SHORT EXERCISE: Reproduce the passage on the optimistic bilevel program word for word, from "Now we are ready" up to and including "following major result.".

***** EXCERPT TO READ

Now we are ready for the application of Theorem 7.6.1 to the optimistic bilevel program in the equivalent form (7.8.5). To proceed, we have to verify first that the optimal value function 𝜗(x) in the cost function of (7.8.5) is locally Lipschitzian around the reference point and then to be able to upper estimate the basic subdifferential (7.2.7) of the function − 𝜗(⋅). Since the basic subdifferential $\partial \vartheta (\bar {x})$ does not possess the plus-minus symmetry while its convex hull $\mbox{co}\,\partial \vartheta (\bar {x})$ does, we need to convexify in the proof the set on the right-hand side of the upper estimate in (7.5.3). In this way we arrive at the following major result.

**********
***** RECORDED DATA

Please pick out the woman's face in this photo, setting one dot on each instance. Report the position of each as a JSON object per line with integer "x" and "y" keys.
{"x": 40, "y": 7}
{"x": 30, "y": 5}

**********

FINISHED ANSWER:
Now we are ready for the application of Theorem 7.6.1 to the optimistic bilevel program in the equivalent form (7.8.5). To proceed, we have to verify first that the optimal value function 𝜗(x) in the cost function of (7.8.5) is locally Lipschitzian around the reference point and then to be able to upper estimate the basic subdifferential (7.2.7) of the function − 𝜗(⋅). Since the basic subdifferential $\partial \vartheta (\bar {x})$ does not possess the plus-minus symmetry while its convex hull $\mbox{co}\,\partial \vartheta (\bar {x})$ does, we need to convexify in the proof the set on the right-hand side of the upper estimate in (7.5.3). In this way we arrive at the following major result.